## Given task:
Write out word for word the rows that start with the line containing "out the brown" and continue through the final line of the rows.

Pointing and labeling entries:
** BEGIN **
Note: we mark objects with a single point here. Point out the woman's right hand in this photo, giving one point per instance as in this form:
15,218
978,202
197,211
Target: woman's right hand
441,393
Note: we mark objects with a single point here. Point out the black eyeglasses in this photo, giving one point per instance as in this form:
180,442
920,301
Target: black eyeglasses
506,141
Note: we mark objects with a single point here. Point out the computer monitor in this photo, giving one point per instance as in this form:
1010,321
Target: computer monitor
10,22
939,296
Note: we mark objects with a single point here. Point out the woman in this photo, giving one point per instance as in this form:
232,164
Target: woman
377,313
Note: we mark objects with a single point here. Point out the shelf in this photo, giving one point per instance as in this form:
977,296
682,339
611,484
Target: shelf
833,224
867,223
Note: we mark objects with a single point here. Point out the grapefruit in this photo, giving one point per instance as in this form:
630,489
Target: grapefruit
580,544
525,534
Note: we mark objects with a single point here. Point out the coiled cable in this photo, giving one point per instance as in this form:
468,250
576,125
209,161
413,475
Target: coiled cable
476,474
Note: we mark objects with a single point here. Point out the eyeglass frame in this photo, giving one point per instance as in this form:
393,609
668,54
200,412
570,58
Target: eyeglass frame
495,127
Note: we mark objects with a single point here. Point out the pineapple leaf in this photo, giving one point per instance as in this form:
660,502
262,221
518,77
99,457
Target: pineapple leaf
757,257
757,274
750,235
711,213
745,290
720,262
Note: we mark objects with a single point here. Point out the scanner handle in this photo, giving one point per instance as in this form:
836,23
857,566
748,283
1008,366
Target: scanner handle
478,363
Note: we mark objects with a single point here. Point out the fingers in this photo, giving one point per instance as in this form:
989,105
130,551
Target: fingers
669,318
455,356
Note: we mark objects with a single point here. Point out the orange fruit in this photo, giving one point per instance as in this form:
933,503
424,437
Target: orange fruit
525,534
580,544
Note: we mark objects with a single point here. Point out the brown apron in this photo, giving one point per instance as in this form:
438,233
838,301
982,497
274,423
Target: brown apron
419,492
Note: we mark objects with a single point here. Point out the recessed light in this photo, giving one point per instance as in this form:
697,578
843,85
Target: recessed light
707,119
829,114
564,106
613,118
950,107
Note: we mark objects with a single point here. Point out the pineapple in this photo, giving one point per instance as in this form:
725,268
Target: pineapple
** END **
## Full response:
Note: we mark objects with a single point here. Point out the brown apron in this photo, giving one point per instance as in this form:
438,233
838,301
982,497
274,423
Target: brown apron
419,492
Note: we mark objects with a single point here. Point out the recessed light in this photo, giving one point per instance as in this form:
697,578
843,85
Target: recessed light
707,119
829,114
564,106
613,118
950,107
Note: we mark objects with a single point here. Point out the pineapple in this photo, giving one point per instance as in this form:
725,268
Target: pineapple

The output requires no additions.